Exercise brief:
A faithful transcript of all the lines below, with no pictures, is the goal here.
----
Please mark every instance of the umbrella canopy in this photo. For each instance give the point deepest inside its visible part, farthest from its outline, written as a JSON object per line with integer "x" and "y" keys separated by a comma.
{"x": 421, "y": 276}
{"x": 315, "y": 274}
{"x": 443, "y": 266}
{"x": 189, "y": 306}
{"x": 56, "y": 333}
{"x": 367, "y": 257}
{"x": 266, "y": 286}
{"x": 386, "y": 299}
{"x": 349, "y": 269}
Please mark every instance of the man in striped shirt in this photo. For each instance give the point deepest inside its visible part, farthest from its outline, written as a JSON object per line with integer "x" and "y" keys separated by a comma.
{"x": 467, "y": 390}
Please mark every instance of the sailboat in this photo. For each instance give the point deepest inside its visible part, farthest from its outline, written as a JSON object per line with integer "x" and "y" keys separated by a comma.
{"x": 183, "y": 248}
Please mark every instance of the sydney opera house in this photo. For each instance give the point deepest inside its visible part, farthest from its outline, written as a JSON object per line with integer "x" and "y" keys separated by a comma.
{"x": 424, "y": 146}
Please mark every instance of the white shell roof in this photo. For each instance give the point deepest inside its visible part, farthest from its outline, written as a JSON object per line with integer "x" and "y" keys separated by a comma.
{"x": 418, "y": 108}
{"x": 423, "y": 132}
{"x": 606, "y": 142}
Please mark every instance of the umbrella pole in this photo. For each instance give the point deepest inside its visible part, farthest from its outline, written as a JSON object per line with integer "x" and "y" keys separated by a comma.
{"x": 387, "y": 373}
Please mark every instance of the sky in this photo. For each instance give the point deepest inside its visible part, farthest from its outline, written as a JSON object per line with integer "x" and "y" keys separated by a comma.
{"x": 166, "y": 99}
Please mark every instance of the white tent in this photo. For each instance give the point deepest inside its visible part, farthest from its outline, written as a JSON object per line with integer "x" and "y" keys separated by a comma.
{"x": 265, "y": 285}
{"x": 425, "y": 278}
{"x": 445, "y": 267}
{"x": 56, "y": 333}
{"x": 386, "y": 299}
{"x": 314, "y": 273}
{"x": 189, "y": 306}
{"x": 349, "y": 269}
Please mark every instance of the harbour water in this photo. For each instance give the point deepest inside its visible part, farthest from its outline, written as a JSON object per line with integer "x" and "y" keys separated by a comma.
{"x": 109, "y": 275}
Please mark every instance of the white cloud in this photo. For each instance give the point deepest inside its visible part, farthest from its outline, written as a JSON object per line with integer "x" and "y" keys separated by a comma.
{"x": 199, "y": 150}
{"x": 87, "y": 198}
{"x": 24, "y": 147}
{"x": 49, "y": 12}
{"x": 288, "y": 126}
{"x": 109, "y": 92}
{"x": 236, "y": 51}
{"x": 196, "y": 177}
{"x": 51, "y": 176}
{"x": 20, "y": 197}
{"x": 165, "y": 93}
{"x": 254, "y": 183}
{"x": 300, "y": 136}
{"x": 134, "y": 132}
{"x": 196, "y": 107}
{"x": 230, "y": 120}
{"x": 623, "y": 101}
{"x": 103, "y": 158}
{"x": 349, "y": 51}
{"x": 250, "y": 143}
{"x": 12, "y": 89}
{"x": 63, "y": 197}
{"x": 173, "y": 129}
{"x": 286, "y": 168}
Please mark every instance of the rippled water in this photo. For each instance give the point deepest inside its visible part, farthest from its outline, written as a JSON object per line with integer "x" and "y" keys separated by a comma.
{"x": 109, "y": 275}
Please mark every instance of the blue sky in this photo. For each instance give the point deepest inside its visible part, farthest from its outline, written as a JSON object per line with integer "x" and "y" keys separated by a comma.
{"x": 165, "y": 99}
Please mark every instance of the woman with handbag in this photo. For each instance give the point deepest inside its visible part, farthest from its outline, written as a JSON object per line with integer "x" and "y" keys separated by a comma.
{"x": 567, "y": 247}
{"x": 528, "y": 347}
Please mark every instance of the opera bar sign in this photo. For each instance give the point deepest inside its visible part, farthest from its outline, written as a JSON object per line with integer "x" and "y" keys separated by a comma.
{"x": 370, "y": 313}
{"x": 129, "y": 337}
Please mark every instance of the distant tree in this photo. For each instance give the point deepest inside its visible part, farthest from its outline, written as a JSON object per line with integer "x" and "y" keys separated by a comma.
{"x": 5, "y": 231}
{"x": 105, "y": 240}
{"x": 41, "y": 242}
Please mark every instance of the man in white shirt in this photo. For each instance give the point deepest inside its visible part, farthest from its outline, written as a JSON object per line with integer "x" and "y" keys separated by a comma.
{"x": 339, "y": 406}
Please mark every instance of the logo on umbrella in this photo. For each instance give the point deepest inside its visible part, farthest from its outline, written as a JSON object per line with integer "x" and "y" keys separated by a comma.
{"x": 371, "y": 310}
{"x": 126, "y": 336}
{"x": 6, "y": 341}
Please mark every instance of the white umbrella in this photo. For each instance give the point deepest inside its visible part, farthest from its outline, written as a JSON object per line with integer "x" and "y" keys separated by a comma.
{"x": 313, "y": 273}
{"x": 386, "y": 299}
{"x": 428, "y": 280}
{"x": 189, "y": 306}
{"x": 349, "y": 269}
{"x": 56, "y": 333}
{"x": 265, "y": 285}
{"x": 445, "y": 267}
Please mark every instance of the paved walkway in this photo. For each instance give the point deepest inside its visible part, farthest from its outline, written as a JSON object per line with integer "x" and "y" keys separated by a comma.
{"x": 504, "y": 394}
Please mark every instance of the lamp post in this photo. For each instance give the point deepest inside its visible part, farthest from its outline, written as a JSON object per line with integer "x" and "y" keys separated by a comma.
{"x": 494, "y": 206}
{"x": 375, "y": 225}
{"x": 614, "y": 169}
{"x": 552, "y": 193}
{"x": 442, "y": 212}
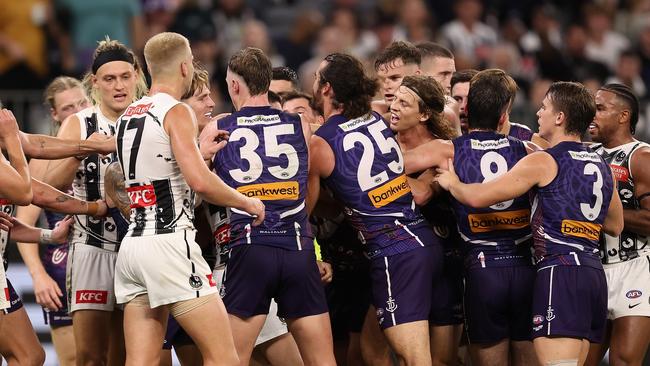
----
Result of the exercise:
Please mark every instance of the umbrella canopy in this photo. For each instance give the point deepest inside its visible part, farthest from its outline, written as a JSON object per line with integer "x" and "y" keys separated by a comma.
{"x": 421, "y": 276}
{"x": 315, "y": 274}
{"x": 443, "y": 266}
{"x": 189, "y": 306}
{"x": 56, "y": 333}
{"x": 367, "y": 257}
{"x": 266, "y": 286}
{"x": 386, "y": 299}
{"x": 349, "y": 269}
Please mark every instance of the man in striped shirt in this photo. For each instance give the point deepest inside its visible part, farthest from its outline, written as a JSON object per line with integer "x" and "y" keys separated by a comma.
{"x": 467, "y": 390}
Please mark every instance of the sailboat in this photo. For each instance give the point deepest inside its visible part, farthest from its outline, written as a JSON object per line with integer "x" and "y" keys separated by a comma.
{"x": 183, "y": 248}
Please mark every instance of the sydney opera house in this photo. For each instance give the point deepest inside its visible part, farthest from its outline, written as a JSON object per line with integer "x" and "y" keys separated by a comma.
{"x": 424, "y": 146}
Please mark every instance of the white shell roof in this photo. For each instance give the point deepest inside its visible part, farthest from its outline, written as a JSON object per line with integer "x" and "y" keys separated by a comma.
{"x": 418, "y": 108}
{"x": 423, "y": 132}
{"x": 606, "y": 142}
Please mark every instance of the umbrella pole in this photo. For each instance give the point deepest inside its visible part, farthest from its outline, written as a JSON object per line with integer "x" and "y" keys separated by a comma.
{"x": 387, "y": 373}
Please mark every instance of the sky in this photo. For each instance give the point deepest inside its visible part, farthest from its outline, written as a JSON object per line with integer "x" and "y" keys separated by a comma.
{"x": 166, "y": 99}
Please mark every instance of the white tent in this photo. For each instance give the point deepest inside its visible part, farthest from its outline, written as a JSON object per line with integer "x" and "y" keys separated by a comma.
{"x": 265, "y": 285}
{"x": 425, "y": 278}
{"x": 445, "y": 267}
{"x": 56, "y": 333}
{"x": 386, "y": 299}
{"x": 314, "y": 273}
{"x": 189, "y": 306}
{"x": 349, "y": 269}
Please mark every instance of the harbour water in this photo. For each instance give the point deepest inside its visible part, farthest from its outline, written as a JSON object per line with integer "x" and "y" keys separated by a comma.
{"x": 109, "y": 275}
Please mark every instance of the white cloud in this photo. For each instance give the point deepest inside its visible part, farthest from its outline, written as a JSON object per line with integer "x" and "y" keys separated by a comma.
{"x": 199, "y": 150}
{"x": 87, "y": 198}
{"x": 24, "y": 147}
{"x": 49, "y": 12}
{"x": 288, "y": 126}
{"x": 109, "y": 92}
{"x": 236, "y": 51}
{"x": 196, "y": 177}
{"x": 51, "y": 176}
{"x": 20, "y": 197}
{"x": 165, "y": 93}
{"x": 254, "y": 183}
{"x": 300, "y": 136}
{"x": 134, "y": 132}
{"x": 196, "y": 107}
{"x": 230, "y": 120}
{"x": 623, "y": 101}
{"x": 103, "y": 158}
{"x": 349, "y": 51}
{"x": 250, "y": 143}
{"x": 12, "y": 89}
{"x": 63, "y": 197}
{"x": 173, "y": 129}
{"x": 286, "y": 168}
Please mark every instance of the rippled water in this photo. For each instance give the point deepest inside its visible part, farthest from its outline, written as a JSON object per line with integer "x" and "y" keys separated by a comma.
{"x": 109, "y": 275}
Please mark every instance of the blue sky in this photo. For each instance give the point deepest inside its visible part, farthest from its outline, written as a JSON object per line with integer "x" and "y" keys separated by a comma.
{"x": 165, "y": 99}
Please mark every instance of the woman with handbag in this photo. For each instance give the point deepest inside its visible part, farthest from its outline, written as a JSON object per line with integer "x" and "y" keys separated by a comma.
{"x": 567, "y": 247}
{"x": 528, "y": 347}
Please mark every instance of the opera bar sign in this photo. For each instance give the point deepest inside its visible part, farthest from its outline, written as a JSON object per line with integer "x" and "y" keys separated by a comma.
{"x": 370, "y": 313}
{"x": 129, "y": 337}
Please mark every instance of the distant tree in this photo. For each instance give the point deepest inside its visible part, farthest from its outline, written as a JSON object per line with integer "x" and "y" keys separated by a comma.
{"x": 5, "y": 231}
{"x": 105, "y": 240}
{"x": 41, "y": 242}
Please mark every instance of the man in white shirt in this photo. For each instance give the point deepest inside its visible part, farthest from its outline, written as a JSON object per line with integer "x" and "y" keys separated by a comma.
{"x": 339, "y": 406}
Please mark every instance of the logo on umbrella in this photo. For each instance give the point deepest inside its visible part, farthest from its outline, written as a JSON object per line with integer "x" and "y" keys separated by a comma.
{"x": 371, "y": 310}
{"x": 126, "y": 336}
{"x": 6, "y": 341}
Please mark every instance of the white umbrella in this photo. For each instance give the point deepest inside its visible part, farthest from its outline, written as a JSON object per line with integer "x" and "y" keys separated by a comma.
{"x": 313, "y": 273}
{"x": 386, "y": 299}
{"x": 428, "y": 280}
{"x": 189, "y": 306}
{"x": 349, "y": 269}
{"x": 56, "y": 333}
{"x": 265, "y": 285}
{"x": 445, "y": 267}
Please mark every instance of the paved walkway in this photo. For each instance give the point deepest inside its visible part, farthest from its outline, written as a JSON object per line with integer "x" and "y" keys separated by a comma.
{"x": 504, "y": 394}
Please mark every instance of the lamp post in this photo. For each instance give the point deepest inside its visible part, farthest from its outline, written as a JSON object per line with integer "x" and "y" keys separated by a comma.
{"x": 494, "y": 206}
{"x": 375, "y": 225}
{"x": 614, "y": 169}
{"x": 552, "y": 193}
{"x": 442, "y": 212}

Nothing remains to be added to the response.